* **原文节选**:
训练代码根据pytorch官方给出的在ImageNet上的训练代码修改而来:https://github.com/pytorch/examples/tree/master/imagenet 。首先去除分布式训练部分的代码,使得代码只支持在nn.parallel模式下训练。为了更好的进行训练和查看训练结果,我将所有超参数写入一个单独的config.py文件,而训练过程写入train.py文件。同时,在训练时会自动生成log,方便训练完成后查看训练中途的acc、loss等结果。最后,我们将config.py文件和train.py文件放到同一个文件夹下,只需要运行下面一行指令即可开始训练。

python3 train.py

config.py文件如下(以ResNet50为例,实际上ResNet系列网络的训练超参数都一样):

import os
import sys

BASE_DIR = os.path.dirname(
    os.path.dirname(os.path.dirname(os.path.abspath(__file__))))
sys.path.append(BASE_DIR)

from public.path import ILSVRC2012_path
import torchvision.transforms as transforms
import torchvision.datasets as datasets


class Config(object):
    log = './log'  # Path to save log
    checkpoint_path = './checkpoints'  # Path to store checkpoint model
    resume = './checkpoints/latest.pth'  # load checkpoint model
    evaluate = None  # evaluate model path
    train_dataset_path = os.path.join(ILSVRC2012_path, 'train')
    val_dataset_path = os.path.join(ILSVRC2012_path, 'val')

    network = "resnet50"

* **待解问题**:
**a)** 根据原文节选回答：
(i) 训练代码是在什么代码的基础上修改的？
(ii) 所有超参数被写进了哪个文件？
(iii) config.py 中 network 的取值是什么？
**b)** 在条目中，从含有"get_bbox(white sneaker)"的那一行开始，到条目末尾为止，首尾两行都算在内，只把这一段重新写出，请求行也要照写。答案中的坐标数值一律乘以0.7，再四舍五入成整数，逢.5进一。

* **所给数据**:

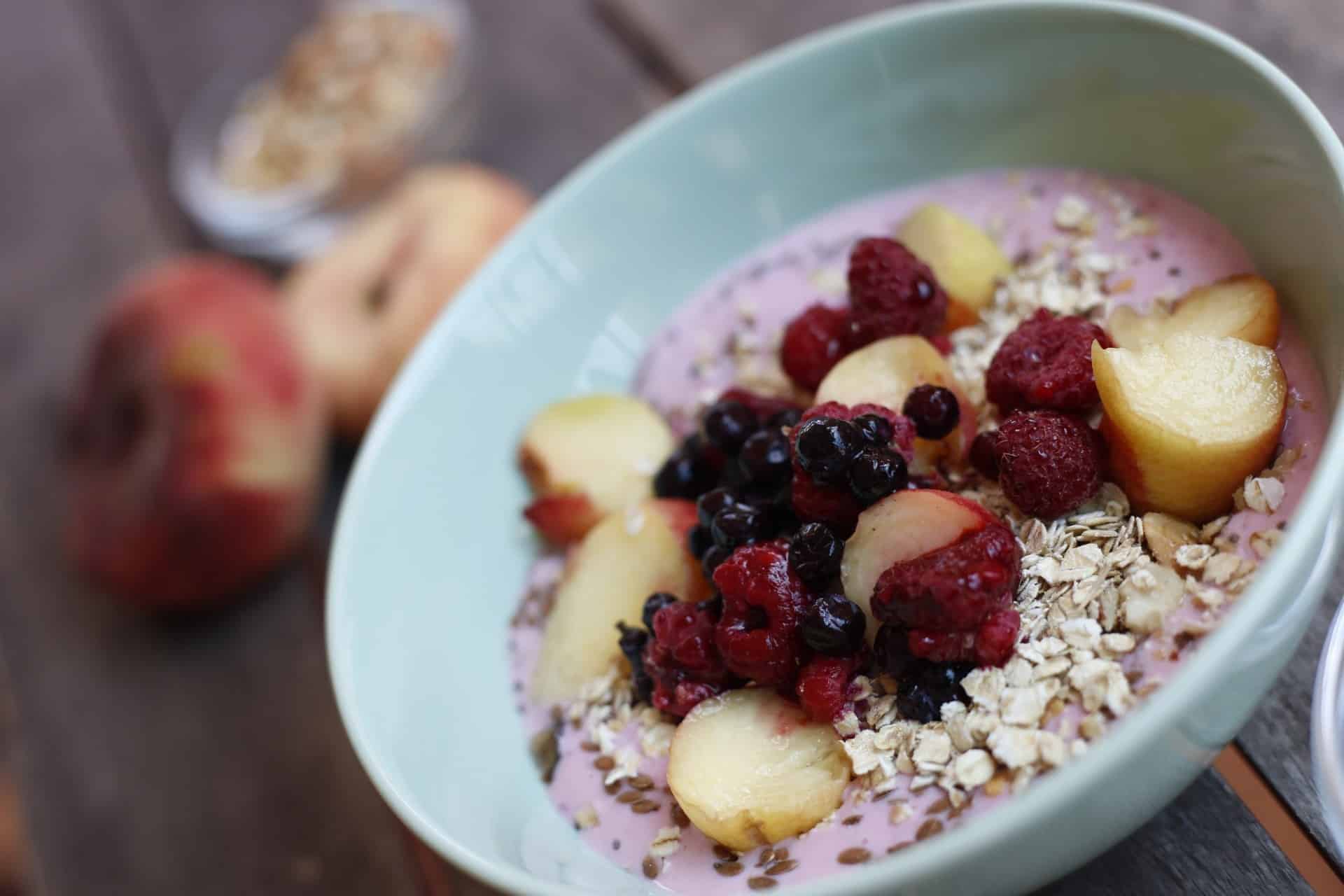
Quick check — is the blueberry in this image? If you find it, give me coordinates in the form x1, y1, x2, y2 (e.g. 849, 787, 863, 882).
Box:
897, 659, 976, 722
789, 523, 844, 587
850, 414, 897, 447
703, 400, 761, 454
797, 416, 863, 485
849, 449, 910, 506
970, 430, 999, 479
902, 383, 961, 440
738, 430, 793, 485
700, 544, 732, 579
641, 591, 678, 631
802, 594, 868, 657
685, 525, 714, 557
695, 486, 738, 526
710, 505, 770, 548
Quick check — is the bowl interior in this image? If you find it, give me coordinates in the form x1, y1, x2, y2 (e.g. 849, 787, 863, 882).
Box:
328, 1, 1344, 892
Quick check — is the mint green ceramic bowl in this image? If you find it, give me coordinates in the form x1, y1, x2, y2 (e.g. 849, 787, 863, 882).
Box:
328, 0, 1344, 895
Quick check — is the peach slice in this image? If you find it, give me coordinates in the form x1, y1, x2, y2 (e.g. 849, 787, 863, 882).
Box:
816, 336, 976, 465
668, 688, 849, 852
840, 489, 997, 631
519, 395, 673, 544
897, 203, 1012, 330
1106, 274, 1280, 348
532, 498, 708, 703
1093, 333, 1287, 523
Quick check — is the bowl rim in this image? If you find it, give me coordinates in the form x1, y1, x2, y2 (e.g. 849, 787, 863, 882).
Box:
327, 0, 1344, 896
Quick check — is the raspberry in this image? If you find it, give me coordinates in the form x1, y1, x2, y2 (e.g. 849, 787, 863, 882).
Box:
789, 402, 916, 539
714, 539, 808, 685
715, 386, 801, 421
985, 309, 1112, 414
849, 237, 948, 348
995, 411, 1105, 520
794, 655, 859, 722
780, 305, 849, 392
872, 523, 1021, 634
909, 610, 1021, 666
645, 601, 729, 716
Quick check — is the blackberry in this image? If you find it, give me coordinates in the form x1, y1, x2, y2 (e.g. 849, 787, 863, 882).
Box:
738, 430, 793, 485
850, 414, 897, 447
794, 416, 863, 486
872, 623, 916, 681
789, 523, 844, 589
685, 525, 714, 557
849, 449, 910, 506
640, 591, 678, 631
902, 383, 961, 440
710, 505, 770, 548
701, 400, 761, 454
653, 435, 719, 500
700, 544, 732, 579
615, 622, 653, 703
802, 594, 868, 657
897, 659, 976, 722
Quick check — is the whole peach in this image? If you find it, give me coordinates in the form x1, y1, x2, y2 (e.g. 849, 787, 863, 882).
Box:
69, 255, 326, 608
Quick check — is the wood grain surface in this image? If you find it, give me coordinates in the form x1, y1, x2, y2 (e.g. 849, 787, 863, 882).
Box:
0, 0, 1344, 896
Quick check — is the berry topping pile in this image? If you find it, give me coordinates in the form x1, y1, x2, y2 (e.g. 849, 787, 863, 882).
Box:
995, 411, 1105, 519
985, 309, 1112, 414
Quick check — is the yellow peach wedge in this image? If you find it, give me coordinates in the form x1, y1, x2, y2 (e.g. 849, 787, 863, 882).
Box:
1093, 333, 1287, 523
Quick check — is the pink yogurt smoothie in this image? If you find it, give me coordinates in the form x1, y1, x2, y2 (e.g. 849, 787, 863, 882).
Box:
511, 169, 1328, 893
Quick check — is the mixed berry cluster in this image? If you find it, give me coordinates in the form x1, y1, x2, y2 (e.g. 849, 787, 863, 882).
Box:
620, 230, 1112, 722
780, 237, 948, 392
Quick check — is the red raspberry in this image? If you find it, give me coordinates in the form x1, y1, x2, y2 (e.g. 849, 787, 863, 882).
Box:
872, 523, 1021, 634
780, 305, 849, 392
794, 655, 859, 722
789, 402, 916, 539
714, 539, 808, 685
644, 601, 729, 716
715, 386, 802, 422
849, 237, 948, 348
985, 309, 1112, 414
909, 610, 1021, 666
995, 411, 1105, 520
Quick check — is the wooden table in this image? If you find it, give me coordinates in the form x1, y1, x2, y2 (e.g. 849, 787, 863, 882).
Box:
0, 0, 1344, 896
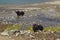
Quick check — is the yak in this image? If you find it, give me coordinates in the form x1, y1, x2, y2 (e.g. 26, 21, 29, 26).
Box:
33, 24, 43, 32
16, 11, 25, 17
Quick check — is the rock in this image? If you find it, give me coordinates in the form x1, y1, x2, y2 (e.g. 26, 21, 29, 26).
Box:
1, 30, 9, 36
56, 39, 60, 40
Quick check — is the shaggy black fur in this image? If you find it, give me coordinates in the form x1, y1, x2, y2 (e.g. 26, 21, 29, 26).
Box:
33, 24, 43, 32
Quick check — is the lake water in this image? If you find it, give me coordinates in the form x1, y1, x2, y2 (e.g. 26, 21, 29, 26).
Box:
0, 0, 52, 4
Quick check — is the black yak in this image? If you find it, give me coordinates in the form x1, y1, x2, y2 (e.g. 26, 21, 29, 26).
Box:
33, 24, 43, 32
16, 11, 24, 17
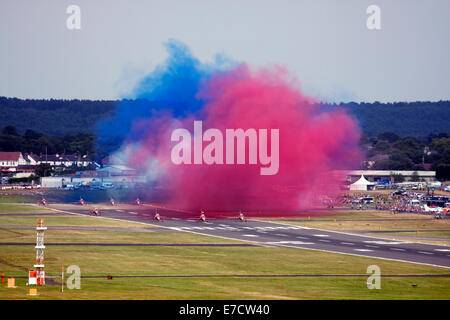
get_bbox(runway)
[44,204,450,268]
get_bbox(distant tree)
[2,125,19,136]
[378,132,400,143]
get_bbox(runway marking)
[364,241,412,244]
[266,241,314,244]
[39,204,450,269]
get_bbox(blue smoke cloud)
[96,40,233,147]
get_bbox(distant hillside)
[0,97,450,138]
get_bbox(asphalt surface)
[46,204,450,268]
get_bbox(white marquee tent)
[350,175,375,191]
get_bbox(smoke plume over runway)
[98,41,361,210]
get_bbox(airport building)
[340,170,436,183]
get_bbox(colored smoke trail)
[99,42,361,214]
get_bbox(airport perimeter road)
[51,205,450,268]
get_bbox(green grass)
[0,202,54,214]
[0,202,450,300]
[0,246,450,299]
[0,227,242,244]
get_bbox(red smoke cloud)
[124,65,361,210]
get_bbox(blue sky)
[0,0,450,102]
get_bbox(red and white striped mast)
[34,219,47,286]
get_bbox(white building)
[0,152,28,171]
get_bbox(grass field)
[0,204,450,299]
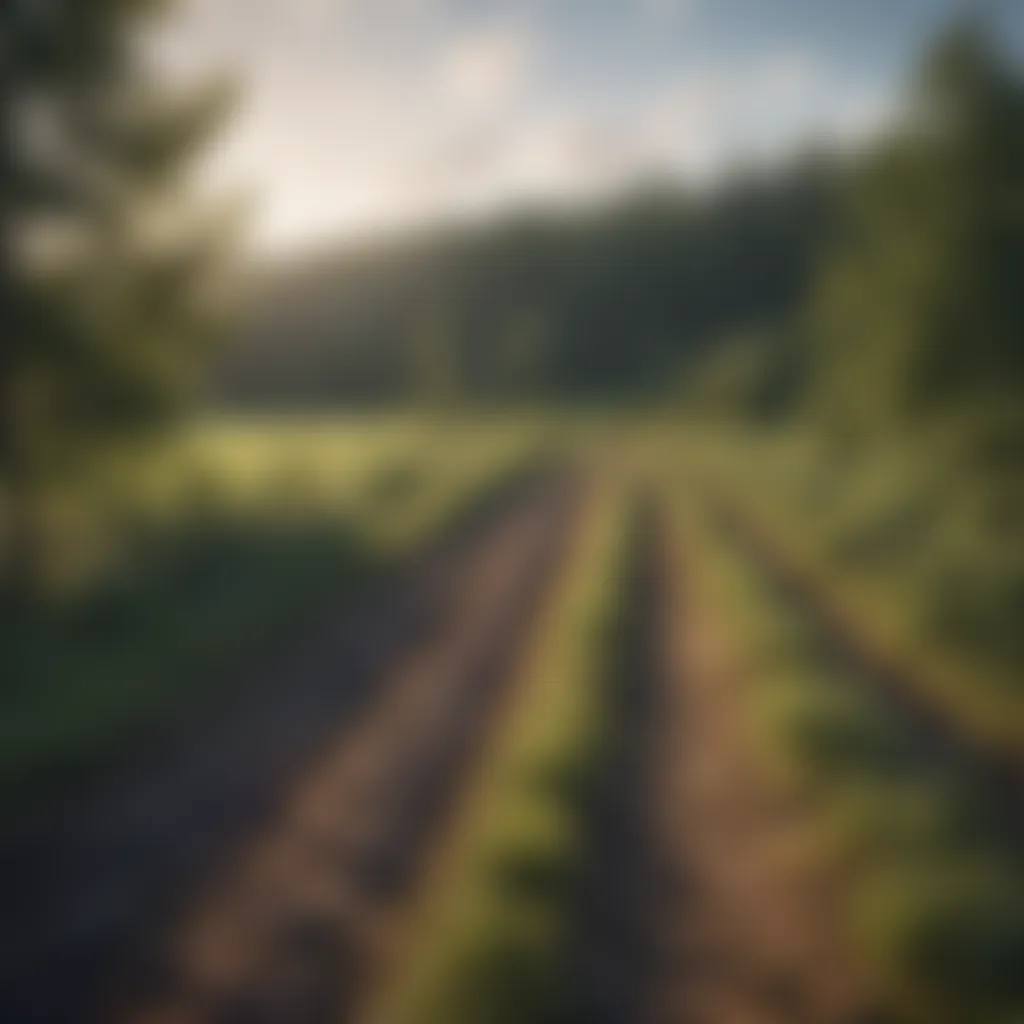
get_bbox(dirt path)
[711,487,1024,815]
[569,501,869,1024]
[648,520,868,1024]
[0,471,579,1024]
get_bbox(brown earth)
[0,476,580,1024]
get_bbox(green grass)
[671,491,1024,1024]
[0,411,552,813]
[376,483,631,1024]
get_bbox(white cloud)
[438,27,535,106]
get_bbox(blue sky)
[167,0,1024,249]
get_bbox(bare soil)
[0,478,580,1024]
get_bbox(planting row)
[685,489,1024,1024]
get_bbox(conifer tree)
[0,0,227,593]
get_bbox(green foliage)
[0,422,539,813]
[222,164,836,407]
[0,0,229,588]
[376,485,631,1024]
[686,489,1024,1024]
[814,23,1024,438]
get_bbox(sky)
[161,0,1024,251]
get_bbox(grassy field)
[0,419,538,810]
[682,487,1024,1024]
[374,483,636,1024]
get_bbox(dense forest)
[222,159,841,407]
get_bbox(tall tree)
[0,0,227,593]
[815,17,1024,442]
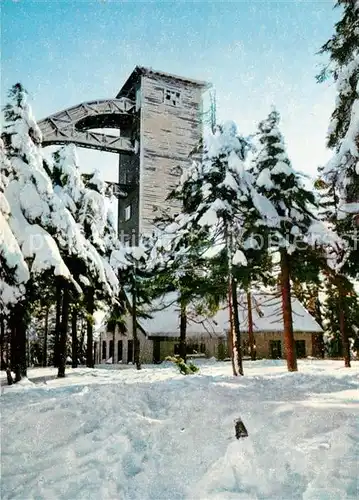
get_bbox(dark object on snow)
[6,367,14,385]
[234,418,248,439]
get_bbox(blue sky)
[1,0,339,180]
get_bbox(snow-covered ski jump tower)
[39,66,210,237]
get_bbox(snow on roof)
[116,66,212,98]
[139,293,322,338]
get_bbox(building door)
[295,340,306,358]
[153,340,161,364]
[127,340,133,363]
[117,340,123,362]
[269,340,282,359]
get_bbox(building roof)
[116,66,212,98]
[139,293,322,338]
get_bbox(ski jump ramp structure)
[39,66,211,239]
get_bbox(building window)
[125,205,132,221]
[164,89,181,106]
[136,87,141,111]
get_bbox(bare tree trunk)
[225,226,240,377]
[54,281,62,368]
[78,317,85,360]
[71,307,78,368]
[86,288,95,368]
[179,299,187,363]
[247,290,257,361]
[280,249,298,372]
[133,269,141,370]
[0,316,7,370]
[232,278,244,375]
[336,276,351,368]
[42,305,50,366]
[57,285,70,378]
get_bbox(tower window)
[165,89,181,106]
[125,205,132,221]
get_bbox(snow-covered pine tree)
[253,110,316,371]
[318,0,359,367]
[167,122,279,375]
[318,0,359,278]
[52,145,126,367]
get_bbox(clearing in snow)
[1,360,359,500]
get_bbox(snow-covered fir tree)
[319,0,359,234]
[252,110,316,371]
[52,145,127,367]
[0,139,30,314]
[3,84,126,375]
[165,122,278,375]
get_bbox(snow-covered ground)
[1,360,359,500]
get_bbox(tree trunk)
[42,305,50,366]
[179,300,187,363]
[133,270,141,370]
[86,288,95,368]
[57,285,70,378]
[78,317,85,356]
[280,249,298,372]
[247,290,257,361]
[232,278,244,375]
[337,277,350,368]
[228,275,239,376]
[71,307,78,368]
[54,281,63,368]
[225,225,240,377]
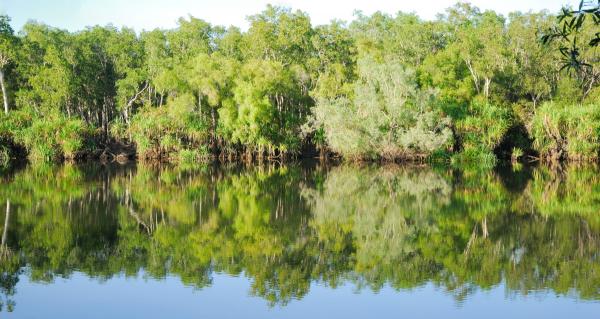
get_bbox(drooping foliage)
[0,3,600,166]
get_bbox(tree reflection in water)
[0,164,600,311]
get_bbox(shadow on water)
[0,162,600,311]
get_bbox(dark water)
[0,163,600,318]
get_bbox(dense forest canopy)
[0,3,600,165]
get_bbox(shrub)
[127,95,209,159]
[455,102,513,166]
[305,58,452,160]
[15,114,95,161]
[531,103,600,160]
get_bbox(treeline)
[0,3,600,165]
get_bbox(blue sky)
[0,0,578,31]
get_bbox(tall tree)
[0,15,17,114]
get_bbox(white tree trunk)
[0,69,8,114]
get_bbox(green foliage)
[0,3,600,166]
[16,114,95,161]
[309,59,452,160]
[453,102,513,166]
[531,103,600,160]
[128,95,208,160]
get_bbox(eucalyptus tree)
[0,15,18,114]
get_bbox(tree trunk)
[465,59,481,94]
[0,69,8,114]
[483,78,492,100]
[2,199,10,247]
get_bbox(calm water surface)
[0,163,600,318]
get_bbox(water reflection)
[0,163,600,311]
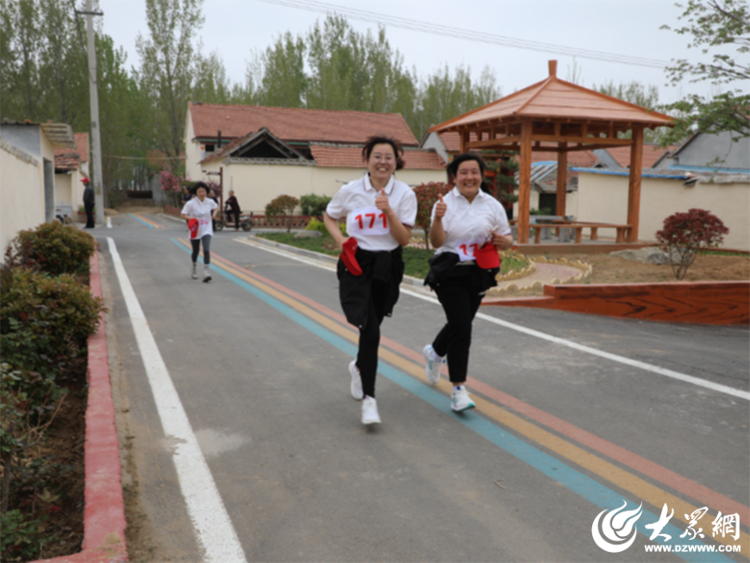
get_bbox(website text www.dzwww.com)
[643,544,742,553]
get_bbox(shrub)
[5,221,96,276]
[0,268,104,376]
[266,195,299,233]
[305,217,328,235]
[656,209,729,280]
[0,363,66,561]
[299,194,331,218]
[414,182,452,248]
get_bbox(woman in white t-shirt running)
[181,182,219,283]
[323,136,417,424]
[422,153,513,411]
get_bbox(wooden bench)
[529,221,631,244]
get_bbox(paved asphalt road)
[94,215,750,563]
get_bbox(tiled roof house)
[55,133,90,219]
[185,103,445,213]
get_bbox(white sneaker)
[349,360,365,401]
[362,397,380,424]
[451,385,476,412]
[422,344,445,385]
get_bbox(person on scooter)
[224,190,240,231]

* **完整解答**:
**a)**
(i) pytorch官方给出的在ImageNet上的训练代码
(ii) config.py
(iii) "resnet50"

**b)**
get_bbox(white sneaker)
[244,252,256,281]
[253,278,266,297]
[316,270,333,288]
[295,241,312,270]
get_bbox(person on scooter)
[157,133,168,162]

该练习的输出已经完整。